>> START Exercise material
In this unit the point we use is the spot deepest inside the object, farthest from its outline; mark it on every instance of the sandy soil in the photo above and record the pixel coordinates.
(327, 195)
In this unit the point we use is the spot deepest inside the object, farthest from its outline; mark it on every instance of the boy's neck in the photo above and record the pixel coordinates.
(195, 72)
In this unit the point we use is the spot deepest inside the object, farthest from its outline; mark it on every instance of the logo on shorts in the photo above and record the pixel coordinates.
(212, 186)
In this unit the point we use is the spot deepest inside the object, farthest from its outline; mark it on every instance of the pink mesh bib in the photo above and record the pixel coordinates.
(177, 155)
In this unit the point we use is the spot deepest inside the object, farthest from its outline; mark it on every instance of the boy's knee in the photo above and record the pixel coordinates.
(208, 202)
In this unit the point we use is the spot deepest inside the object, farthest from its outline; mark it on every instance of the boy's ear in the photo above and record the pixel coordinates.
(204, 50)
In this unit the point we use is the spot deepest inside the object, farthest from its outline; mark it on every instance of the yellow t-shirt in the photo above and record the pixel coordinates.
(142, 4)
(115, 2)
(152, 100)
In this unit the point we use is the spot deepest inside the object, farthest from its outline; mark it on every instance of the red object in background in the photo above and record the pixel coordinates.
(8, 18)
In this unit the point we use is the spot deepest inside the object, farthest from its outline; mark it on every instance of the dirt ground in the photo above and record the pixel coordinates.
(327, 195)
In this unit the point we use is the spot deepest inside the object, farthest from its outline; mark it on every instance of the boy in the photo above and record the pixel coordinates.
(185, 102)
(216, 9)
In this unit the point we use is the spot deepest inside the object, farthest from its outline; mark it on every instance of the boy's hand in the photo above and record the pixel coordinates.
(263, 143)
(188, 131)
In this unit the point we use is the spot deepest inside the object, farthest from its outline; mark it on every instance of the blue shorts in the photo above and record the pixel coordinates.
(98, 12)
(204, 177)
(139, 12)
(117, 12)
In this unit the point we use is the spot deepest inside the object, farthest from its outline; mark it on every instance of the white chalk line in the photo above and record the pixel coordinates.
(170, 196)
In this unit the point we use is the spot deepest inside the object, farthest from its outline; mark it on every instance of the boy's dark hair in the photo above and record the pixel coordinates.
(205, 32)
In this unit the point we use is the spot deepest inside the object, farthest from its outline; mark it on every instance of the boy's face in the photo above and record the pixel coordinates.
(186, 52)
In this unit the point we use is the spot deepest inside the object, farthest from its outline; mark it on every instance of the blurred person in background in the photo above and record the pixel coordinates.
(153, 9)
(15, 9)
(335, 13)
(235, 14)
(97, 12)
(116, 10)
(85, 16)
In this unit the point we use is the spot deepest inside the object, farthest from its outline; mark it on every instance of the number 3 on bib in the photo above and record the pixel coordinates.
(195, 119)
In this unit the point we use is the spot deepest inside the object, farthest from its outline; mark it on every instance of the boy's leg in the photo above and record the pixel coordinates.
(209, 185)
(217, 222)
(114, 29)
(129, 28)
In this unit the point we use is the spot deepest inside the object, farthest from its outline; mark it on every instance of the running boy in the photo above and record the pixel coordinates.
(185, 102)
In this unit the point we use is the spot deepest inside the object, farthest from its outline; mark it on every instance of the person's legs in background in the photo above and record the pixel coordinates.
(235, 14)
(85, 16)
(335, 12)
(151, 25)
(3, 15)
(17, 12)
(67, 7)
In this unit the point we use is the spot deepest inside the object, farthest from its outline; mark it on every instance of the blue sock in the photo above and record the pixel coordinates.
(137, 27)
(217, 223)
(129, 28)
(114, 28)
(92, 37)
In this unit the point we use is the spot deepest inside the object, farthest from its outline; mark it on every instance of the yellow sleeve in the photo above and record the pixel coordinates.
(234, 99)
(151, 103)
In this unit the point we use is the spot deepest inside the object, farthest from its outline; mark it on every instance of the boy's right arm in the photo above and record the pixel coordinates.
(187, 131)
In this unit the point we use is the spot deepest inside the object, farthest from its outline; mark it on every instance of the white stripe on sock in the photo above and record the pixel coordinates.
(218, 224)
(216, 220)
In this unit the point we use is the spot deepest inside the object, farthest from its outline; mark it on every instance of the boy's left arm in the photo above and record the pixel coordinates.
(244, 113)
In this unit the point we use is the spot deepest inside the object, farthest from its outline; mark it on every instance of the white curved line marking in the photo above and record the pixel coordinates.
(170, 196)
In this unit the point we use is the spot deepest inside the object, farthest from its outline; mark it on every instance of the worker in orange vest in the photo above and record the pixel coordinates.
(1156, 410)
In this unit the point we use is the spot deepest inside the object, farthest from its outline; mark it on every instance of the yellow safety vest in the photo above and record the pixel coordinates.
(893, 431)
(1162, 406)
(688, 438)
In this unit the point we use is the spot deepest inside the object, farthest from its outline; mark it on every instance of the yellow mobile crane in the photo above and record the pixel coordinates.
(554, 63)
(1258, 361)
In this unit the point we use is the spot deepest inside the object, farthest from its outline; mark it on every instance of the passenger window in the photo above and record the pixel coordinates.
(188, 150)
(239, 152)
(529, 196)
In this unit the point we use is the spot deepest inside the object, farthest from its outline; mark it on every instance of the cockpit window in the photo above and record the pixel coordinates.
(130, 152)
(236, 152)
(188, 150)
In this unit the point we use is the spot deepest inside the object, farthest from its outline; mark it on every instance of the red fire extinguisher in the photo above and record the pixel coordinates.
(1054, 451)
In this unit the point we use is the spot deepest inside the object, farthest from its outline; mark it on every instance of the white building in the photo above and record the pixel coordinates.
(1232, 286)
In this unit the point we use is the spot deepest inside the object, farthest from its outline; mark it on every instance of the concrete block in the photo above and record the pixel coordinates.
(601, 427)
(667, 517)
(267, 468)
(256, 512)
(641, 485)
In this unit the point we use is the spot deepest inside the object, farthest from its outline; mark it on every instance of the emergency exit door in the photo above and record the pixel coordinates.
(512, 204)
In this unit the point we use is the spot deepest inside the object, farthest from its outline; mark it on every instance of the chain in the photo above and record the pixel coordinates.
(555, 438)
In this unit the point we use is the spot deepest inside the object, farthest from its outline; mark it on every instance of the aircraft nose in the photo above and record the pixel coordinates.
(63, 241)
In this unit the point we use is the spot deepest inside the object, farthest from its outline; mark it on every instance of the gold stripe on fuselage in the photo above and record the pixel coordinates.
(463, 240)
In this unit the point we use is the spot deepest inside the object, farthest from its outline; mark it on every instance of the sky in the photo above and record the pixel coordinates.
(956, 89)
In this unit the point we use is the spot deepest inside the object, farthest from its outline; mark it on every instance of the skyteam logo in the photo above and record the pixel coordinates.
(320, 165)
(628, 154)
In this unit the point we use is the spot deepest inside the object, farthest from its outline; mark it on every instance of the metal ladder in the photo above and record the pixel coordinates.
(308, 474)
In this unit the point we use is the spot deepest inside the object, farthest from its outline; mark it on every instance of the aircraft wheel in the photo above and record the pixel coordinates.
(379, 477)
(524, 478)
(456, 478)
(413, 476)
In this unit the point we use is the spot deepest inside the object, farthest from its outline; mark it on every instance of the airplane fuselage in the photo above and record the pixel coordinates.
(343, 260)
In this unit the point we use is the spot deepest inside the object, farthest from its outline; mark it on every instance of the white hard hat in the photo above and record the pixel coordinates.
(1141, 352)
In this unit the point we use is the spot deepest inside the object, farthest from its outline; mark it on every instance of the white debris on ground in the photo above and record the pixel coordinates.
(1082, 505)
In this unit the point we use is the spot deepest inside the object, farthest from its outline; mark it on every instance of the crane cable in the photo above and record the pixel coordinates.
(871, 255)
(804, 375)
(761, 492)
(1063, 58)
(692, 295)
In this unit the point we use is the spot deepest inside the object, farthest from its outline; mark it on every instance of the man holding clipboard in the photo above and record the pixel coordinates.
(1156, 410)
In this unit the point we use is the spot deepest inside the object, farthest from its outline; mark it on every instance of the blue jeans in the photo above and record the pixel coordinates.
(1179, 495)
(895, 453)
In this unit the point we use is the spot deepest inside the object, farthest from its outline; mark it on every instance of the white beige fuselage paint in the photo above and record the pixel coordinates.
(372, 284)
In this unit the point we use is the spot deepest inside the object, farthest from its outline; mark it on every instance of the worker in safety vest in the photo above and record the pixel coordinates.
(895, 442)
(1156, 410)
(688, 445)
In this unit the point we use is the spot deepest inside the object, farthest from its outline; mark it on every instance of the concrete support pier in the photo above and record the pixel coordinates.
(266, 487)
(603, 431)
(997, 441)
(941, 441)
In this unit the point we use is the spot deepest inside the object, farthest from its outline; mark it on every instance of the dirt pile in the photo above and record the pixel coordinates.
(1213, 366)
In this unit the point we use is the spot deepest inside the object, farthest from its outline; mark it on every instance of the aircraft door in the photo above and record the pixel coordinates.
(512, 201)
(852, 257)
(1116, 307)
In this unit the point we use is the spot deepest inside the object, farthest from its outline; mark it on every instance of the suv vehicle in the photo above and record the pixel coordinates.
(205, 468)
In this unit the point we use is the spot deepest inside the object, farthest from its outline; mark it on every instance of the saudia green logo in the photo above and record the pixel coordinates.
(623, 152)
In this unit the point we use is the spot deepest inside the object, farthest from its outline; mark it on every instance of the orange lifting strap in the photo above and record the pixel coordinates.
>> END Exercise material
>> START Exercise material
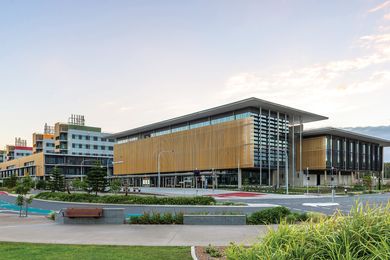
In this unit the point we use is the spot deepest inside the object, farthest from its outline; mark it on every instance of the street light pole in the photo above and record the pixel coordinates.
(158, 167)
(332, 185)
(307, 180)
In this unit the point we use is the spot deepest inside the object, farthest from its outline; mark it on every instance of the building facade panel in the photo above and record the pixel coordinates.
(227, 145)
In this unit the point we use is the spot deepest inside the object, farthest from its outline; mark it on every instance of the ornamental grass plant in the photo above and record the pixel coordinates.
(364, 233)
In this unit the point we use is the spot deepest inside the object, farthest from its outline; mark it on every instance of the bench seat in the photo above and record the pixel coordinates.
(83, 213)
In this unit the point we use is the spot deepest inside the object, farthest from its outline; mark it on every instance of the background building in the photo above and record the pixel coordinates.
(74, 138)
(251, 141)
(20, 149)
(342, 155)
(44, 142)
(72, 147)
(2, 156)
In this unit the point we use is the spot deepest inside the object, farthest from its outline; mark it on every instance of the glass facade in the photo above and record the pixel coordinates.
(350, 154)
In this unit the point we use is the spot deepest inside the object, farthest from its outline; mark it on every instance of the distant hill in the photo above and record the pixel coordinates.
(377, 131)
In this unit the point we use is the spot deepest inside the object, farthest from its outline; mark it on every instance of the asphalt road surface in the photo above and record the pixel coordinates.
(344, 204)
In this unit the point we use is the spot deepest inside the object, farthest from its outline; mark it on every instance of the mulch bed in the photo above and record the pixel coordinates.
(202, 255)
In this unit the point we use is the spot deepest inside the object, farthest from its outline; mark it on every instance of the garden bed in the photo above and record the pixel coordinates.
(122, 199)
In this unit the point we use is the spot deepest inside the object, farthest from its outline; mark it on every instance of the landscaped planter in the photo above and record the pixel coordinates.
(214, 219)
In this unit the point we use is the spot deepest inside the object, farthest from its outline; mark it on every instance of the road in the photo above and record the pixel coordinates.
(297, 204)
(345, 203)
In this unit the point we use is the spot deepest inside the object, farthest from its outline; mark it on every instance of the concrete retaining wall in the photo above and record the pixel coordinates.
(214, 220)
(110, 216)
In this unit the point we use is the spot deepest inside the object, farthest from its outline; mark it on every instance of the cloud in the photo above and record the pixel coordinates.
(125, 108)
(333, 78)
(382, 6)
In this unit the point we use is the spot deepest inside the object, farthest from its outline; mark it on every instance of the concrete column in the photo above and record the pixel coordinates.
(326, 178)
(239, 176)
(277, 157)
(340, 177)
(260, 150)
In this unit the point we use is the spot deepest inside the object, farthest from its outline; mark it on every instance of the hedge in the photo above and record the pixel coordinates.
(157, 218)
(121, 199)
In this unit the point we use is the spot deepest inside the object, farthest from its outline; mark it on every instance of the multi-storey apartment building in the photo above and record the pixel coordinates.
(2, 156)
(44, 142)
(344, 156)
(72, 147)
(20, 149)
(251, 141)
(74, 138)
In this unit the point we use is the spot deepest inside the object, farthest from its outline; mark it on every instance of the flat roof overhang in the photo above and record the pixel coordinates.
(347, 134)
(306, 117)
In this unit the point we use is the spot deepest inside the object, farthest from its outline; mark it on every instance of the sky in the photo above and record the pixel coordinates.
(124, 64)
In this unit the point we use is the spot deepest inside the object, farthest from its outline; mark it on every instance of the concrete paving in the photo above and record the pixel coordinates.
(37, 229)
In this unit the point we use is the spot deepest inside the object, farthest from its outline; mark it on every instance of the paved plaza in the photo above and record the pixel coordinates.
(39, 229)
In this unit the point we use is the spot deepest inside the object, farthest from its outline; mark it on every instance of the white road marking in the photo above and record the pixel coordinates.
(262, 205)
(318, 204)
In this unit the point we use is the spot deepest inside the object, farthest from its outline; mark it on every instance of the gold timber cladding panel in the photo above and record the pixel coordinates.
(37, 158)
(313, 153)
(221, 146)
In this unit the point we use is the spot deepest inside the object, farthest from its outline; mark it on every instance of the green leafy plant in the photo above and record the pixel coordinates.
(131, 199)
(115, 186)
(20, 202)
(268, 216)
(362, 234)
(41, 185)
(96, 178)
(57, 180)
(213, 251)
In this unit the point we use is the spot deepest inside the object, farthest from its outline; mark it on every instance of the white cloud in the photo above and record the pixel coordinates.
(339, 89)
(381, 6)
>> END Exercise material
# [Description of the task]
Please arrange the stretch from the line containing "the white debris" through the line containing "(1082, 505)" as a two-column CSV with the headers label_text and coordinates. Give one line per row, with its text and its answer each in a single quoted field and any line breaks replaced by spaces.

# [Response below]
label_text,coordinates
"In this unit the point we use is the spot deepest inside the object, farthest from its outline; mark it on every instance of the white debris on ground in the photo above and record the pixel coordinates.","(1082, 505)"